◆ EXERCISE GOAL ◆
Count the lines of the records that contain the string "bowtie", treating case as significant, and give only the number.

◆ PROVIDED DATA ◆

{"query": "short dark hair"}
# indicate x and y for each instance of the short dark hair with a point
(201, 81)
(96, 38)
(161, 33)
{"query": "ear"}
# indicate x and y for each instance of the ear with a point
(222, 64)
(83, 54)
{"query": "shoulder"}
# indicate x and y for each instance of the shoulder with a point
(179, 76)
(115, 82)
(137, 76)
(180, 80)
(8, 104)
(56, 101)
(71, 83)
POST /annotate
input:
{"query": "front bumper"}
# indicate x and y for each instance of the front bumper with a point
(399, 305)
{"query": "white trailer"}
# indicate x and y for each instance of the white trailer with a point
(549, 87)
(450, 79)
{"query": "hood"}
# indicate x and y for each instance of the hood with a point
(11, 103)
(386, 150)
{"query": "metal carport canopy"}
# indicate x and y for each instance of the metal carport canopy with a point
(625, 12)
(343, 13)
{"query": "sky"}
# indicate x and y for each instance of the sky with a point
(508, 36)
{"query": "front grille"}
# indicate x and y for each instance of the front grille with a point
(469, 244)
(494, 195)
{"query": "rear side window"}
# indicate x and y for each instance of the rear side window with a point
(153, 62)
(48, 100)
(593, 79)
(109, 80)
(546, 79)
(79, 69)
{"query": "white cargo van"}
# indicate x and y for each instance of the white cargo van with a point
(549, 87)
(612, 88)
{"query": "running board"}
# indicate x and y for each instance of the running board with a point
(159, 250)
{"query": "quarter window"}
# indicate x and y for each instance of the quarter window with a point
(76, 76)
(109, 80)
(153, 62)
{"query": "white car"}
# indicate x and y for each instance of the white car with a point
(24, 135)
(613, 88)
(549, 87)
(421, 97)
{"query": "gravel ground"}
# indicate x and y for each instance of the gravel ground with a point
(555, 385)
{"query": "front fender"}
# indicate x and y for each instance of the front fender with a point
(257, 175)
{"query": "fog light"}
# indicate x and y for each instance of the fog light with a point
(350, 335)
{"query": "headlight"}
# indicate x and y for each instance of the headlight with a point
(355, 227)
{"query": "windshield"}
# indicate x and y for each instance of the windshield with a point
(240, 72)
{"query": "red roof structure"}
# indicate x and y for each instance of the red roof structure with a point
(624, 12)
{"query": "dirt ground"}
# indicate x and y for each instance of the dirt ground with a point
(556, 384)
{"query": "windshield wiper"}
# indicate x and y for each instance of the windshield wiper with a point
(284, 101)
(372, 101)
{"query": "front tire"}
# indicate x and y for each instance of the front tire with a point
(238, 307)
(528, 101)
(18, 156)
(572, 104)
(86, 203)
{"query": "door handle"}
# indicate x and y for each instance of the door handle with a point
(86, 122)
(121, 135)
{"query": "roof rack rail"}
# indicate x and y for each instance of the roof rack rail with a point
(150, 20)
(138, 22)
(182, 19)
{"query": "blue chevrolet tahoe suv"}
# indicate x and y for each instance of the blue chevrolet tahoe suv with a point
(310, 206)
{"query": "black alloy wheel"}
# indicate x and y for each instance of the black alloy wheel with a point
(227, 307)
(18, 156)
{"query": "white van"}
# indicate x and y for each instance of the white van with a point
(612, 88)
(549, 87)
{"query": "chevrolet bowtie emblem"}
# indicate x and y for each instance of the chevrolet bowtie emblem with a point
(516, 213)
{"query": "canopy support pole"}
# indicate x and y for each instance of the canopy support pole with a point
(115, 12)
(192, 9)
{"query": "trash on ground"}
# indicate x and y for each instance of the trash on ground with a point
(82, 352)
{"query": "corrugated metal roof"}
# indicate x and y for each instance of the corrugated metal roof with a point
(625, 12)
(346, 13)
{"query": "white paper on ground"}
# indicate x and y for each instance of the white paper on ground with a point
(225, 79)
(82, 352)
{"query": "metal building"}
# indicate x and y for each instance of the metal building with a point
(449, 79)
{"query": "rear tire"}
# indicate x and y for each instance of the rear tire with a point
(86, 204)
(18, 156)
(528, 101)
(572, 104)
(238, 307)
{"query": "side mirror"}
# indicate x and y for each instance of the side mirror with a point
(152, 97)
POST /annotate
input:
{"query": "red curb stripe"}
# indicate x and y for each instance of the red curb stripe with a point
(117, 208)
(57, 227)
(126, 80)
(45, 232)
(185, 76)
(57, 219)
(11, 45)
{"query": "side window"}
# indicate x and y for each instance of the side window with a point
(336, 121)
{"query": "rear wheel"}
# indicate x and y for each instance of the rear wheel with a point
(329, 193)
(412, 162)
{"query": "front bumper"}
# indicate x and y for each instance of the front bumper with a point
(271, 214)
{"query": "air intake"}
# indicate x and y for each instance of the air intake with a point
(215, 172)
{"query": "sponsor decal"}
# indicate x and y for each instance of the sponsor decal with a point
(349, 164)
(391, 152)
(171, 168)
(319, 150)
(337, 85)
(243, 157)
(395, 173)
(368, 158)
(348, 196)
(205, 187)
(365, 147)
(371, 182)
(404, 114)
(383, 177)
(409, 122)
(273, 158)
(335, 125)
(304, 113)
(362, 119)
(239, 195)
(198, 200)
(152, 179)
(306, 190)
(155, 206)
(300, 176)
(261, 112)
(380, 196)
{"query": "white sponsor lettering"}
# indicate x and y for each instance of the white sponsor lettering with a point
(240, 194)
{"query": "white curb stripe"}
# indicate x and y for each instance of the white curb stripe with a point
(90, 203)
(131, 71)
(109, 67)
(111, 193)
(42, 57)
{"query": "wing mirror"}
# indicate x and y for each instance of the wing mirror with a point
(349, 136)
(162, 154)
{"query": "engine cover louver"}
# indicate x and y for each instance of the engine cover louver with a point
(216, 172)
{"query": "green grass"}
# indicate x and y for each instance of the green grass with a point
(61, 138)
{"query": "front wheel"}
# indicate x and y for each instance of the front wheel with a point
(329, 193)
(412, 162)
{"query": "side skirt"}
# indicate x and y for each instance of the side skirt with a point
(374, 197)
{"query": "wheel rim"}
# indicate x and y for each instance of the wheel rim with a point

◆ FULL SOLUTION ◆
2